(Spatial localization data)
---+---

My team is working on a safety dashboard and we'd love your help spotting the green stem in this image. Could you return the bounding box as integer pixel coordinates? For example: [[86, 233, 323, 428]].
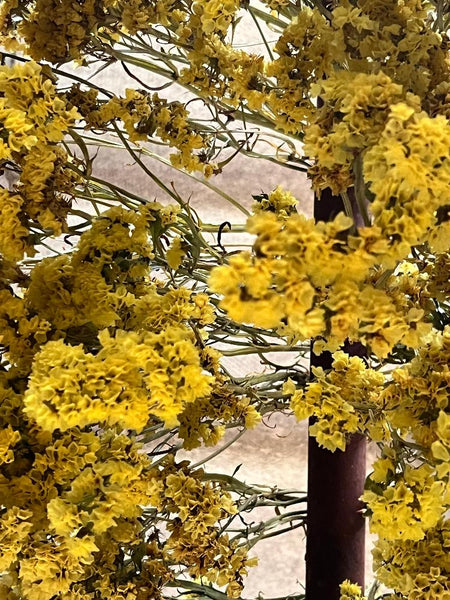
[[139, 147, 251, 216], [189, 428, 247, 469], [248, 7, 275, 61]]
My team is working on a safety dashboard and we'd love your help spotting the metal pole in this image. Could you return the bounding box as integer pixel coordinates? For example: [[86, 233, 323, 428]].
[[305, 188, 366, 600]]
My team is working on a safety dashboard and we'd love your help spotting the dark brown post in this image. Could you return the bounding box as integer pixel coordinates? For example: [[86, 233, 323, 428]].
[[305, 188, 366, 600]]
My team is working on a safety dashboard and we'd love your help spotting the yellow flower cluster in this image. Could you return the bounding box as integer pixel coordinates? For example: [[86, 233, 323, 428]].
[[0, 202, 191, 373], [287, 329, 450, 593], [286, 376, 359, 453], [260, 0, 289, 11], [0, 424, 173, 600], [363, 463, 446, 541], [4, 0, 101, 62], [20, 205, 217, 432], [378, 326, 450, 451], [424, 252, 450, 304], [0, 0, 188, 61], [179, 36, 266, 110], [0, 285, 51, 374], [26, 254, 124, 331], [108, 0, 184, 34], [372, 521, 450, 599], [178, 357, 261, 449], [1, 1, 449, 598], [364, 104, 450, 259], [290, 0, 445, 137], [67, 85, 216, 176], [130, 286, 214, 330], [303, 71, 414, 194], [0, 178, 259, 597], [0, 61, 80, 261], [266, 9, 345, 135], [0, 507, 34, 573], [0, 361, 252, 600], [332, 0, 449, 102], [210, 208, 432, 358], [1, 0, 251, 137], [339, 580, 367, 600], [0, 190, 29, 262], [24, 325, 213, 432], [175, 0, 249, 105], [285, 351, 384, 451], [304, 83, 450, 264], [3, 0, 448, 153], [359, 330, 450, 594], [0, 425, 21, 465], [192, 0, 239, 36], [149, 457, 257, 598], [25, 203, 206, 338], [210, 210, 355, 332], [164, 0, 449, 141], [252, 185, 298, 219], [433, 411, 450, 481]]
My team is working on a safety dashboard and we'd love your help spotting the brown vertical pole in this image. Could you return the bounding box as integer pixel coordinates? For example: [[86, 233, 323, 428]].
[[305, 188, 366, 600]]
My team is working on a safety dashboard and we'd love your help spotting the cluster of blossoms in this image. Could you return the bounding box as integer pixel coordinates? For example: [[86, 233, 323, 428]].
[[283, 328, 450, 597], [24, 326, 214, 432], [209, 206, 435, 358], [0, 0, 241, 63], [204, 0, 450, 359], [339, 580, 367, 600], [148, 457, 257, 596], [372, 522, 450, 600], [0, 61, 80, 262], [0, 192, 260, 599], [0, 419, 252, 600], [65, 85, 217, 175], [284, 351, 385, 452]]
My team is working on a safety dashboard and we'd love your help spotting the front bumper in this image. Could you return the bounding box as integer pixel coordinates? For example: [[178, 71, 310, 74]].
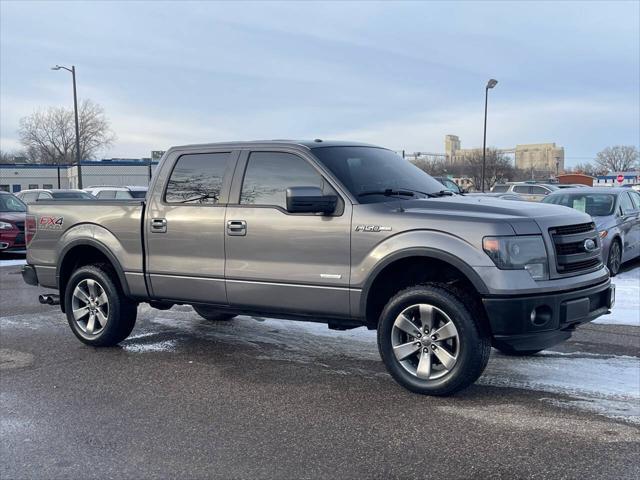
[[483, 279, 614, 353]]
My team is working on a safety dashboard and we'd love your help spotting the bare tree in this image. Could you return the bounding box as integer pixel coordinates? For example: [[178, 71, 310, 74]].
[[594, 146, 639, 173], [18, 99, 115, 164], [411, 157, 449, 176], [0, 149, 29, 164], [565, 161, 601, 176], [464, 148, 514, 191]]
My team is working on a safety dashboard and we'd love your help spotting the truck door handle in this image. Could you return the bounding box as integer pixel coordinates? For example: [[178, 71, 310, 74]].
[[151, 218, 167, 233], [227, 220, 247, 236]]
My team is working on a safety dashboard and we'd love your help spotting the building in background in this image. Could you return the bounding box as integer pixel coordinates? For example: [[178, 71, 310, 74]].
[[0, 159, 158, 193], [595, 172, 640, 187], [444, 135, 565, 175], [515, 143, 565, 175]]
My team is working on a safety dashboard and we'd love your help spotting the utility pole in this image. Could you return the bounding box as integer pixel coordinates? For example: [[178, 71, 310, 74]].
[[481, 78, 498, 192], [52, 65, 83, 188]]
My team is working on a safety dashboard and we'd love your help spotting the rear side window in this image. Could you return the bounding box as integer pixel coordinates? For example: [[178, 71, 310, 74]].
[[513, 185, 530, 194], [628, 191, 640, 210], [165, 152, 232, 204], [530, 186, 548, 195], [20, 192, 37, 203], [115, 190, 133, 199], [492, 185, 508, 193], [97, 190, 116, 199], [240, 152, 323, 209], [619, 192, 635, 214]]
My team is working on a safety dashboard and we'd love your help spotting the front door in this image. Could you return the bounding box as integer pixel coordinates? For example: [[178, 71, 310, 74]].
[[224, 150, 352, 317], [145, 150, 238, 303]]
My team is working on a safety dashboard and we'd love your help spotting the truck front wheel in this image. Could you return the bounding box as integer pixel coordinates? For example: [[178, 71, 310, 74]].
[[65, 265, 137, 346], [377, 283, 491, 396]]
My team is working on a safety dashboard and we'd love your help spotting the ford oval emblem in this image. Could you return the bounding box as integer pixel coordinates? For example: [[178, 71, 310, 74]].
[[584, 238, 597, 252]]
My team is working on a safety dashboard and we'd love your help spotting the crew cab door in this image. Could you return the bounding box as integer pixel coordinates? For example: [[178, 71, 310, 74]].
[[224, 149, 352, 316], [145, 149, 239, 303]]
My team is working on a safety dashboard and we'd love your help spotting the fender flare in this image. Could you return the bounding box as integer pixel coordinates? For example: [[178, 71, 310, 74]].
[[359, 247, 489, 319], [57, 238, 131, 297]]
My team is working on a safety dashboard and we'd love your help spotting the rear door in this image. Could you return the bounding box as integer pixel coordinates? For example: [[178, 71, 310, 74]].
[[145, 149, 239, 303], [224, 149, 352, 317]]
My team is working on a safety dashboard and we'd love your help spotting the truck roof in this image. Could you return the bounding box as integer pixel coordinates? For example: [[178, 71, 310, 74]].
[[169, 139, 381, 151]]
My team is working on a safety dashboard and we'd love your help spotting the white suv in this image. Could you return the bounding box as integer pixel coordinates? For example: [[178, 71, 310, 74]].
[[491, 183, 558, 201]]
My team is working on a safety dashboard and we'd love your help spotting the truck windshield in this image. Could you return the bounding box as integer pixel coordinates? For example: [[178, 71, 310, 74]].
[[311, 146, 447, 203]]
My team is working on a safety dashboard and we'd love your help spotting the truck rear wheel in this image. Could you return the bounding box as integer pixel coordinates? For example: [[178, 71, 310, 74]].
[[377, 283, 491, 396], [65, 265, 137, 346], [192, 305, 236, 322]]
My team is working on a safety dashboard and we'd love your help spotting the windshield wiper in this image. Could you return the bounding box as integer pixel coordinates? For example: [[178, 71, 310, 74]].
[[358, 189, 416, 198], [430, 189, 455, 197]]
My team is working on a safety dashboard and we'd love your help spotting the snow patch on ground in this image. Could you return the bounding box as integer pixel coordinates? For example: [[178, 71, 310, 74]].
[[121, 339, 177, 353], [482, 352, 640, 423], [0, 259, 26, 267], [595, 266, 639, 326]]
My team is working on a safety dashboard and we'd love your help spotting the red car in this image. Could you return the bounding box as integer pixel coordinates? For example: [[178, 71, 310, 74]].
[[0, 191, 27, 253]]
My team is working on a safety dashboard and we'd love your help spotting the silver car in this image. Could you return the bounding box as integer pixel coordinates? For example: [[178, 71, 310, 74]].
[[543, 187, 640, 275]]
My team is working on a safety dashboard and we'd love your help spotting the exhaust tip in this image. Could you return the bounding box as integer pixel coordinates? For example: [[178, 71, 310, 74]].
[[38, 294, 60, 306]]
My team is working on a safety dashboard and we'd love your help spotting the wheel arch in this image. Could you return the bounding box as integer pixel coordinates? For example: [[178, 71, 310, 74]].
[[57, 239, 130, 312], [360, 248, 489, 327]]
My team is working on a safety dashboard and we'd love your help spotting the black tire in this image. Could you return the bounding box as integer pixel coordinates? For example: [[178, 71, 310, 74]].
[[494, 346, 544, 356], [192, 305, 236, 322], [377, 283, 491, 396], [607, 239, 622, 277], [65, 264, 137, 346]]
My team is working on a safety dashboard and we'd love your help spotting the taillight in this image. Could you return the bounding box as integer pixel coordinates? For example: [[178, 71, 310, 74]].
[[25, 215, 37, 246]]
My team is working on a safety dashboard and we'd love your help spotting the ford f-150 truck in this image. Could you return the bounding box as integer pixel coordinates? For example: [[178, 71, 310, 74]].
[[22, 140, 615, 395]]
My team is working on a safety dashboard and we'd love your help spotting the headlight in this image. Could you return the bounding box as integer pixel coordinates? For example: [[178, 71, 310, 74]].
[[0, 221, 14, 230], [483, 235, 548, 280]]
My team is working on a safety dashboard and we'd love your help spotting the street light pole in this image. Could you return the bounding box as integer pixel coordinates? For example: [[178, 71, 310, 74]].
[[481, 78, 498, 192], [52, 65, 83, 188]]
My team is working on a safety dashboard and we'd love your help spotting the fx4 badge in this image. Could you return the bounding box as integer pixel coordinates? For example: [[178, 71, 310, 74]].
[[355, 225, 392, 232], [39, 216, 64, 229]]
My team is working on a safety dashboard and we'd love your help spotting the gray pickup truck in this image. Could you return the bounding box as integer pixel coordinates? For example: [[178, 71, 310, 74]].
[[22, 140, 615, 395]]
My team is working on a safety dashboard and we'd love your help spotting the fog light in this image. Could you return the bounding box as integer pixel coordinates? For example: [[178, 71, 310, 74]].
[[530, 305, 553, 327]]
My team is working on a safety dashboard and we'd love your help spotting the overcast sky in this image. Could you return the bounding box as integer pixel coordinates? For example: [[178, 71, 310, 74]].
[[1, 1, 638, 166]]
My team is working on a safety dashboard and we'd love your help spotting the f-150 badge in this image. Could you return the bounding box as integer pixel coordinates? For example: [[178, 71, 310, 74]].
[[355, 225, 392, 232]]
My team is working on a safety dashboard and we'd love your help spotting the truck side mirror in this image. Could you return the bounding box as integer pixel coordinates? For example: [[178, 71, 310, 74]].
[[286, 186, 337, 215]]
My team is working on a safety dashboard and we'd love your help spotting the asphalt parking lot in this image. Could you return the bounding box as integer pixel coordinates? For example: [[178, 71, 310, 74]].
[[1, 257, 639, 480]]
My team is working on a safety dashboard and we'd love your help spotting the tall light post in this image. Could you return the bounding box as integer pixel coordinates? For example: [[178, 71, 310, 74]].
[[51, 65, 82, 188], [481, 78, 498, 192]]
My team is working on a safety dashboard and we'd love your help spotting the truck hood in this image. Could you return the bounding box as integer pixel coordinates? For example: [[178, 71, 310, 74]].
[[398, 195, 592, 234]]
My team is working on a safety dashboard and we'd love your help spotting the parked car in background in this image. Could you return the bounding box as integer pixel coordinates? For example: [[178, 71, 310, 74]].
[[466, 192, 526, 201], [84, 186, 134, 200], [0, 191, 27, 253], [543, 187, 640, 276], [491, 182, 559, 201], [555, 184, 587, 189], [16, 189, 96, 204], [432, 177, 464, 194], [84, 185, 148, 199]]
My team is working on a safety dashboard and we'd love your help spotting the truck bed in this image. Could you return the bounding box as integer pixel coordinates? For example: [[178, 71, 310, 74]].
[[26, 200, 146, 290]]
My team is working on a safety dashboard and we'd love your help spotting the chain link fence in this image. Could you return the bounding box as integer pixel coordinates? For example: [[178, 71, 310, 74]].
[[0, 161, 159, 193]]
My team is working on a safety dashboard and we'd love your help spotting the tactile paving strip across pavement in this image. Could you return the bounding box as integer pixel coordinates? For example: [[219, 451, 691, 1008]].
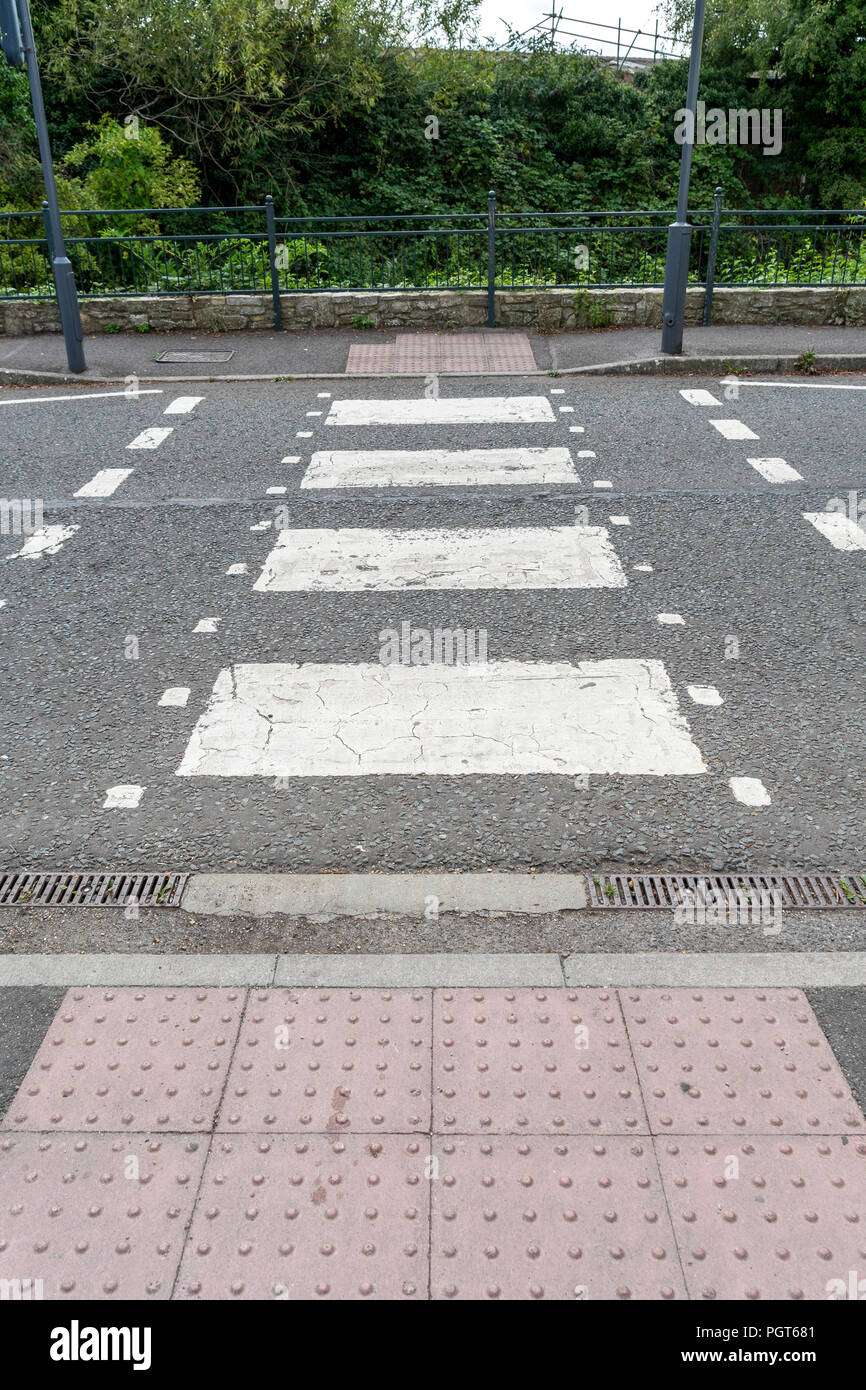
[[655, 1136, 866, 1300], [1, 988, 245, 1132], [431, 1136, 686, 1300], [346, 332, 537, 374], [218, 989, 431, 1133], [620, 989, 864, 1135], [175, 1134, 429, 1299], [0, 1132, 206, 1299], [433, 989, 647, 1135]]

---+---

ABOUT THIS EXERCISE: Could you copy exactly, and with no pictures, the lines above from the one containing "451, 691, 1008]]." through the last line, both included?

THE COMPLETED TASK:
My team is working on a safety dashboard and we'd love your help spotting the tactile paving strip across pavement in this image. Could you return the bounding box as integer pixel coordinates? For example: [[219, 451, 691, 1008]].
[[655, 1136, 866, 1300], [1, 988, 245, 1132], [431, 1136, 686, 1300], [346, 332, 537, 374], [218, 989, 431, 1133], [620, 989, 864, 1135], [175, 1134, 429, 1299], [0, 1132, 206, 1299], [433, 989, 647, 1135]]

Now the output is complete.